* _Dettagli dell'esercizio_: Riporta il brano sulla crisi in Yemen tra "D. – Amnesty" e "umanitario e politico?", estremi inclusi, cambiando "acqua potabile" in "acqua pulita".
━━ Brano del documento ━━
R. – La nuova richiesta da parte dell’Onu per una tregua umanitaria giunge mentre sono in corso in Oman, da alcuni giorni, dei colloqui informali tra emissari americani – in particolare l’Alto funzionario per il Medio Oriente, Anne Patterson – e le parti yemenite: quindi gli Houthi, i ribelli del Nord, e i rappresentanti del governo legittimo di Hadi. Questa richiesta di tregua, dunque, ci fa capire che in Oman le parti stanno discutendo sulla possibilità di giungere a un punto di dialogo politico, che possa portare a una ripresa dei colloqui di pace – magari a Ginevra – come si era auspicato già settimane fa. C’è già stata una tregua umanitaria di cinque giorni nel mese di maggio, in concomitanza con il viaggio dei leader delle monarchie del Consiglio di cooperazione del Golfo a Camp David, invitati da Barack Obama. Dunque, gli Stati Uniti seguono molto da vicino quello che sta avvenendo in Yemen: ricordiamoci che, sullo sfondo della questione yemenita, per gli Stati Uniti c’è il rapporto con il principale alleato – l’Arabia Saudita – e quello con l’Iran, nella delicatissima fase in cui il negoziato sul nucleare sta giungendo a un punto di arrivo.

D. – Amnesty International riferisce anche di 16 milioni di persone senza accesso all’acqua potabile: una crisi di così vaste dimensioni che risvolti può avere da un punto di vista umanitario e politico?
━━━
━━ Elenco dei dati ━━
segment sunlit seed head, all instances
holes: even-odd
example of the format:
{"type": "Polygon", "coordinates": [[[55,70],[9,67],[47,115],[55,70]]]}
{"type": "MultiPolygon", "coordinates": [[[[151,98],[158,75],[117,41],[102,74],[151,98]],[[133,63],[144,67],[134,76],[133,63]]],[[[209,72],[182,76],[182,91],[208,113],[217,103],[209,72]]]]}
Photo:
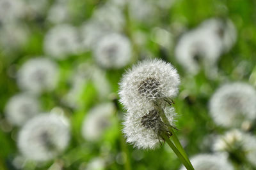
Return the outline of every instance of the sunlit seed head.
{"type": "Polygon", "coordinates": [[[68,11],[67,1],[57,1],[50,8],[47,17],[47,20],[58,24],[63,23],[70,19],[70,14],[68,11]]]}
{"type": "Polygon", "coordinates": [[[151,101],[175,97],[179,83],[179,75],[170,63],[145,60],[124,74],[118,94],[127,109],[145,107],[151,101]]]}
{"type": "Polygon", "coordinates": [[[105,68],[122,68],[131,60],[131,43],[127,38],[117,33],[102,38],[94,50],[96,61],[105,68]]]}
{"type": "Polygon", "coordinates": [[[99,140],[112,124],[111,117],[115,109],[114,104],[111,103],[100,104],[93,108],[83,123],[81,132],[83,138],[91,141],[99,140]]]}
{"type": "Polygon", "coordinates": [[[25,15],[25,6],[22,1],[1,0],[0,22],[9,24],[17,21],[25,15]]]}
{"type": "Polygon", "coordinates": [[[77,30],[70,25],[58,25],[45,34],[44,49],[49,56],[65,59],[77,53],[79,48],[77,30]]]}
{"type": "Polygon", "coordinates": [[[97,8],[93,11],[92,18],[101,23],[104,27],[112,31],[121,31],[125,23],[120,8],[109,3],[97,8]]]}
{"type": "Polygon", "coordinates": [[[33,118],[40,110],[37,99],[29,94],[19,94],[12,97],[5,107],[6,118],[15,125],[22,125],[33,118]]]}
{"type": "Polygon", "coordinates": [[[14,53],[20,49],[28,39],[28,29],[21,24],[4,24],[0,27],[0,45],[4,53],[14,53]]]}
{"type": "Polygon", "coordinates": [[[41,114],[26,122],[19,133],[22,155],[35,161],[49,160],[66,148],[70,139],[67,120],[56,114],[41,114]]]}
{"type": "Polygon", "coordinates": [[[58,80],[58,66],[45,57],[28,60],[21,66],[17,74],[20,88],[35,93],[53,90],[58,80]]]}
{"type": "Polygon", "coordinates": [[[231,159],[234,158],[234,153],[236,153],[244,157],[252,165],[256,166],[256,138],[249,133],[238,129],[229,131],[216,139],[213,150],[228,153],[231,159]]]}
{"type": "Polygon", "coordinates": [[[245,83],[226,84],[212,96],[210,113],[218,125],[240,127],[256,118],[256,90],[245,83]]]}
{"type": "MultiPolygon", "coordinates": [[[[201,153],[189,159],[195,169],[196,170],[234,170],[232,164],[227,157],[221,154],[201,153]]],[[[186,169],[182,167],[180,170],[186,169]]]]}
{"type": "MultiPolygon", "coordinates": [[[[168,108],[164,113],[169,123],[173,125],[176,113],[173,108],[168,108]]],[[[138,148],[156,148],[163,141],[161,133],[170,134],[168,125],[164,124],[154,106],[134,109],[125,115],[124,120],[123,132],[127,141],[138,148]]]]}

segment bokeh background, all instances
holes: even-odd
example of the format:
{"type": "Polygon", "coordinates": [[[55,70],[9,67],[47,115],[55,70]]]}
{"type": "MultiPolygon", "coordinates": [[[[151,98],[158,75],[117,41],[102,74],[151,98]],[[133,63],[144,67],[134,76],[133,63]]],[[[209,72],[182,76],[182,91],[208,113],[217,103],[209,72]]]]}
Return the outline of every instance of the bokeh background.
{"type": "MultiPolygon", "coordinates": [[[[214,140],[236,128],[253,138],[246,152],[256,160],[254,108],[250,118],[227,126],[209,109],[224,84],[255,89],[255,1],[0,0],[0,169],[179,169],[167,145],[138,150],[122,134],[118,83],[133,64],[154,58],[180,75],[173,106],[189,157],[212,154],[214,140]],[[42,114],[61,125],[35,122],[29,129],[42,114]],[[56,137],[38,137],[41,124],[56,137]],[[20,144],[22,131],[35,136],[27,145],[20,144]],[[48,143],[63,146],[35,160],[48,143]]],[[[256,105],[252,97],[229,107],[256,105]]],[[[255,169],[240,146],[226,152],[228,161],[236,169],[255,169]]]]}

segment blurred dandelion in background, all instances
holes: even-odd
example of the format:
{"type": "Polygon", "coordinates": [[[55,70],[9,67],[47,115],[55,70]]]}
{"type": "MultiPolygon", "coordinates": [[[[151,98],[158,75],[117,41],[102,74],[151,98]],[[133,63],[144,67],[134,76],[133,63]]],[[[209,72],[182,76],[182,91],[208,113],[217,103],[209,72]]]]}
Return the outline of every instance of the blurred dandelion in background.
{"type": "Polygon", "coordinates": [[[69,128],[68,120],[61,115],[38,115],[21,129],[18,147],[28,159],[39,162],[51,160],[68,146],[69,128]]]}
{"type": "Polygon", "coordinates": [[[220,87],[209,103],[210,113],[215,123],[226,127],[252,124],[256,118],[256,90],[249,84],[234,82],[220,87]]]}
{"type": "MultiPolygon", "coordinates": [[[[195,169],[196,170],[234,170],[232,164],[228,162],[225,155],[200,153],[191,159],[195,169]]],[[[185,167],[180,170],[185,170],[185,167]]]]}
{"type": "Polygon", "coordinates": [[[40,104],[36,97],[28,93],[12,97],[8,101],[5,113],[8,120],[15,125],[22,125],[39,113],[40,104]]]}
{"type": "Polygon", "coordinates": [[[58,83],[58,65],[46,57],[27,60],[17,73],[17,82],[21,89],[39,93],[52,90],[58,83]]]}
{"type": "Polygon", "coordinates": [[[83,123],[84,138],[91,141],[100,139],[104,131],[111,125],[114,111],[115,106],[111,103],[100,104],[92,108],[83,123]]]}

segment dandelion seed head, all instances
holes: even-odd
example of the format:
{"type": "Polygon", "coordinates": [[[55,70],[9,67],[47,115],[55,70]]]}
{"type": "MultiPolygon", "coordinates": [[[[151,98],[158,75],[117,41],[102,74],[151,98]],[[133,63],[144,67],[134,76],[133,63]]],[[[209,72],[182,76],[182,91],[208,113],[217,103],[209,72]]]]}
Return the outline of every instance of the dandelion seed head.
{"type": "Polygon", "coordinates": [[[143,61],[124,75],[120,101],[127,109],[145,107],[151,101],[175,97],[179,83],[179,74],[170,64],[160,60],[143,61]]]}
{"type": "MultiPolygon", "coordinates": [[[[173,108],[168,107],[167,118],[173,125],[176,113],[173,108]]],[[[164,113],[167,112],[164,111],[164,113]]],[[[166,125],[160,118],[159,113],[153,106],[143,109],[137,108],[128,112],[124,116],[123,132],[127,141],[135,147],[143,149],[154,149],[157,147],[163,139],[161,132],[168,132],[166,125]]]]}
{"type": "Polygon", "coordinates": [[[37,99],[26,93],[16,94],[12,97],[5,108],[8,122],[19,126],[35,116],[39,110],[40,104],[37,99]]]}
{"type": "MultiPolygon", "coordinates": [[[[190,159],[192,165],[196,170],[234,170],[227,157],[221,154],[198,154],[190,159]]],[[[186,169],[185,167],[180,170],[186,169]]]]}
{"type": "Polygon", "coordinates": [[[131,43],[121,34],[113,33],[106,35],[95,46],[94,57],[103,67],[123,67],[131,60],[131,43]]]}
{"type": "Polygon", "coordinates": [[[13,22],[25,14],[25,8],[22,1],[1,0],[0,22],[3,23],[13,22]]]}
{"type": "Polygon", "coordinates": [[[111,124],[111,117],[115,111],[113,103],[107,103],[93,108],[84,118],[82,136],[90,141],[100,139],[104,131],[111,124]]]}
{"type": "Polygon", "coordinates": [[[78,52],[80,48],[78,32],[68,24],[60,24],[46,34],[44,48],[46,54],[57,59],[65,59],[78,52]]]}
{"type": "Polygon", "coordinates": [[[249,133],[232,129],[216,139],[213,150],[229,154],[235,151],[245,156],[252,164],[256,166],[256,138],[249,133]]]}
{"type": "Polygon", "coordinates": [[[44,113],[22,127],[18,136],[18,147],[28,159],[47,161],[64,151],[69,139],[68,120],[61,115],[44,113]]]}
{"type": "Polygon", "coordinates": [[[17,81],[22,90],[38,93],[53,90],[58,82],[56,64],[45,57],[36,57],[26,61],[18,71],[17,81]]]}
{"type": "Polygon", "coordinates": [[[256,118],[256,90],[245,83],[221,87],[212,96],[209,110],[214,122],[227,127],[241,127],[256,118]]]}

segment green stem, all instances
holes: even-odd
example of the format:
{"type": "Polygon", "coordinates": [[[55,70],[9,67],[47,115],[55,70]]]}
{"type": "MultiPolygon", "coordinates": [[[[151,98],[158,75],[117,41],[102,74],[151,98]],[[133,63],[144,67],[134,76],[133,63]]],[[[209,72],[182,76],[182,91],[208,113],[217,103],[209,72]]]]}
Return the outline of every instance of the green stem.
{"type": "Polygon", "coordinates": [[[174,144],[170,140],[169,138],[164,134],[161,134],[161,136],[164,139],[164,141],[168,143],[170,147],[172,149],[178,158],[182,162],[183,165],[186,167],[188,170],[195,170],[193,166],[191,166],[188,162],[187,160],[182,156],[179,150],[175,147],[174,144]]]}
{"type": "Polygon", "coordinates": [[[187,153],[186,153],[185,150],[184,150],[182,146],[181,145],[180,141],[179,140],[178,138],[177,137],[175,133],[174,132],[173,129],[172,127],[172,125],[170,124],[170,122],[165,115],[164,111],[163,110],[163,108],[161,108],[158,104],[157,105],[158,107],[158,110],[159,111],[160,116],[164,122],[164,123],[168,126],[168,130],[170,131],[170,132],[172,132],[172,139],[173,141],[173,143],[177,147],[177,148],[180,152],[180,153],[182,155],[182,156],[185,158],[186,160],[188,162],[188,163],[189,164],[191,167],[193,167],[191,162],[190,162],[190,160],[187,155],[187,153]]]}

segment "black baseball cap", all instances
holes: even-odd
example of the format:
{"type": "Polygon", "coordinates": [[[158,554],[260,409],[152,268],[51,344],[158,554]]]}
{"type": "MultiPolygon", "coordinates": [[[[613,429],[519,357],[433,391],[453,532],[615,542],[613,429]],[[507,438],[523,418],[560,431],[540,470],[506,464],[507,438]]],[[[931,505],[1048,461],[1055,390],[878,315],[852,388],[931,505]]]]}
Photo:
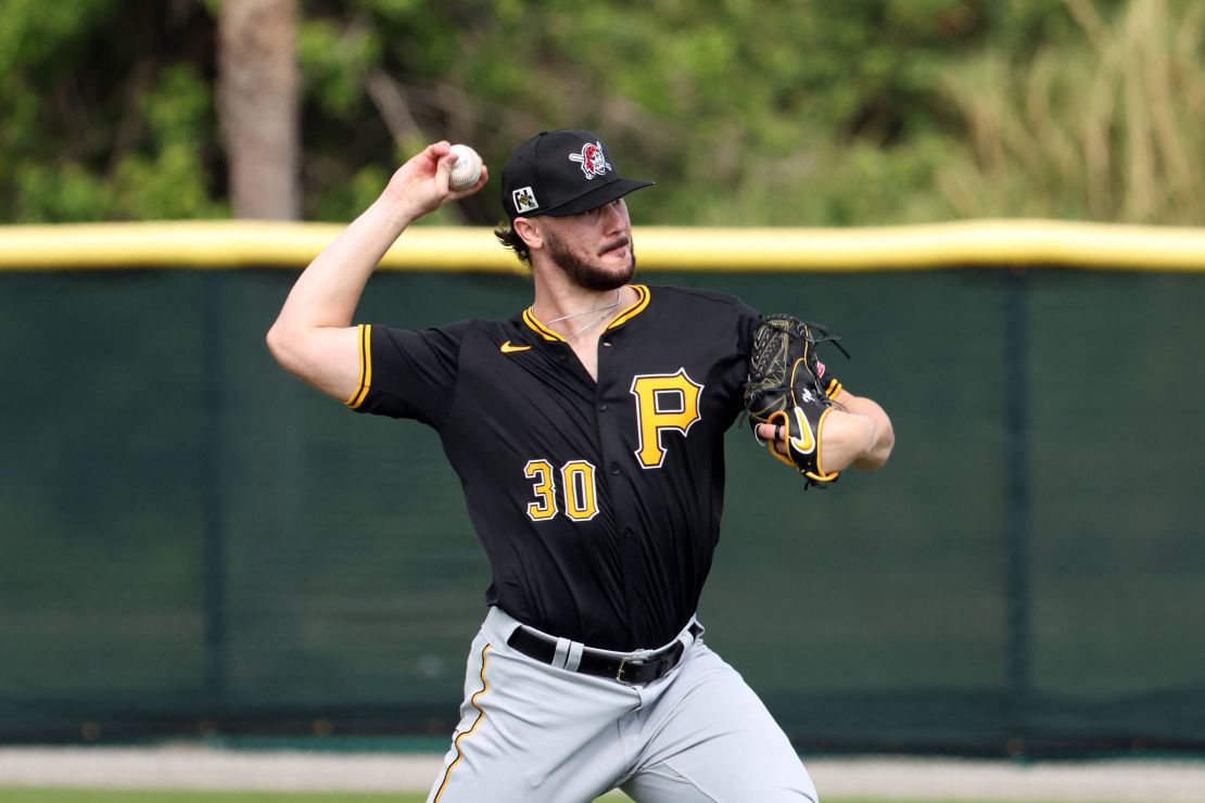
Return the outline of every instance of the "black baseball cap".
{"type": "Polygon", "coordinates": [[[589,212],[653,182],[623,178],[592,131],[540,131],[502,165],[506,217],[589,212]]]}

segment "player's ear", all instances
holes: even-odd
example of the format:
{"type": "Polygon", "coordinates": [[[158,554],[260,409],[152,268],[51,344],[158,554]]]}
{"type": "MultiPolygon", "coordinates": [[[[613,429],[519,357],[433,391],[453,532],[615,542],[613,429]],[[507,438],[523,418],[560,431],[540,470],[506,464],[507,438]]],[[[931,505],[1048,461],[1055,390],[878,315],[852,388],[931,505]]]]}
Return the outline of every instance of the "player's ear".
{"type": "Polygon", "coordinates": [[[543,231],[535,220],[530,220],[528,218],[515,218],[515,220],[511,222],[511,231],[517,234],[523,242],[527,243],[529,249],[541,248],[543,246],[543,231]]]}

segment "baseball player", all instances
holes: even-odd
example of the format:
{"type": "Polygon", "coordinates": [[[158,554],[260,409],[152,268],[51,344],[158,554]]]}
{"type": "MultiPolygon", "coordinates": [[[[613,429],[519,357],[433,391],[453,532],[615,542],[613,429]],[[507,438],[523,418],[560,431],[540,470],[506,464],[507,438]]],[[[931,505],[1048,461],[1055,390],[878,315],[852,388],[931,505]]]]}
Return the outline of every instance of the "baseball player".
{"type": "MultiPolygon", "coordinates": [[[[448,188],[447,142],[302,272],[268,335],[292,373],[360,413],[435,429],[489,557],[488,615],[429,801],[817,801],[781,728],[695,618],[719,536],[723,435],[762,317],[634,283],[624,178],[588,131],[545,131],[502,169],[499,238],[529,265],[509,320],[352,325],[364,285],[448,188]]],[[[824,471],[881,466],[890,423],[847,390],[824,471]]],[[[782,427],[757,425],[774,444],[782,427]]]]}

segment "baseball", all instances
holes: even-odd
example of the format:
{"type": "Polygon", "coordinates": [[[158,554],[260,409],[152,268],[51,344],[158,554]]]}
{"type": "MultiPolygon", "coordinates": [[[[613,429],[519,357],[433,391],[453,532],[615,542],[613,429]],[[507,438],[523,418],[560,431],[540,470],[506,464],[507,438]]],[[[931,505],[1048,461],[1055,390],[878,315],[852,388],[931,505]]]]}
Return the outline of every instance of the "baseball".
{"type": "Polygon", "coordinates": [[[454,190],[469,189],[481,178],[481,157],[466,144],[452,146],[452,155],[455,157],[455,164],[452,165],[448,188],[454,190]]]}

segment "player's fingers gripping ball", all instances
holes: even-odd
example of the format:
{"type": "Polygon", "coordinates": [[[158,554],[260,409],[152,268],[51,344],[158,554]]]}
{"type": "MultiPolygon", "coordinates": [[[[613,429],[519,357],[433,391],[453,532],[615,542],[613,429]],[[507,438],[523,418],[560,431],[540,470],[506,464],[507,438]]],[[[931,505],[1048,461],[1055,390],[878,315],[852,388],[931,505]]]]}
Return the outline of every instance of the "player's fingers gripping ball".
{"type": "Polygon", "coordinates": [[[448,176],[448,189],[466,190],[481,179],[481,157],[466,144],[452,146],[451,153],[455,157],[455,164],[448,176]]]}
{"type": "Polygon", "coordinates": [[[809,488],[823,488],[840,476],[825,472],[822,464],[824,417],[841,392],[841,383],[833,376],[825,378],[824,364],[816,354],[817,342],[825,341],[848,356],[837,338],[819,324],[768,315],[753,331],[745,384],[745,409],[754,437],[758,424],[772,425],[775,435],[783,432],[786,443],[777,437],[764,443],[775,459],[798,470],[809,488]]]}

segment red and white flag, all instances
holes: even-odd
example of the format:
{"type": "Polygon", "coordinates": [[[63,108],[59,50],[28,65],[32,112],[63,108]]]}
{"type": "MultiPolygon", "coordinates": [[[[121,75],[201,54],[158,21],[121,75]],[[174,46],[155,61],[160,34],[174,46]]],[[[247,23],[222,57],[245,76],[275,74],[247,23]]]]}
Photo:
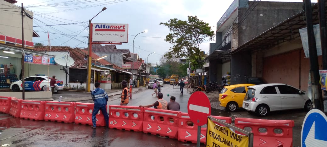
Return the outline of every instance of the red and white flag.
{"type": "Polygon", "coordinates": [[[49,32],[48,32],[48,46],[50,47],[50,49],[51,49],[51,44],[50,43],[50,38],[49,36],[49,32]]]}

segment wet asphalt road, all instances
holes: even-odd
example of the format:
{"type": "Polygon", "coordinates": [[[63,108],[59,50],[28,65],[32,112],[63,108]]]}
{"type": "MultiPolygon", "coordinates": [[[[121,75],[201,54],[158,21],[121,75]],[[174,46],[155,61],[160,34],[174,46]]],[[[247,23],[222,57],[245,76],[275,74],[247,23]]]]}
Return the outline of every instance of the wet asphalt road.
━━━
* _Risultato dell'esercizio_:
D. – Amnesty International riferisce anche di 16 milioni di persone senza accesso all’acqua pulita: una crisi di così vaste dimensioni che risvolti può avere da un punto di vista umanitario e politico?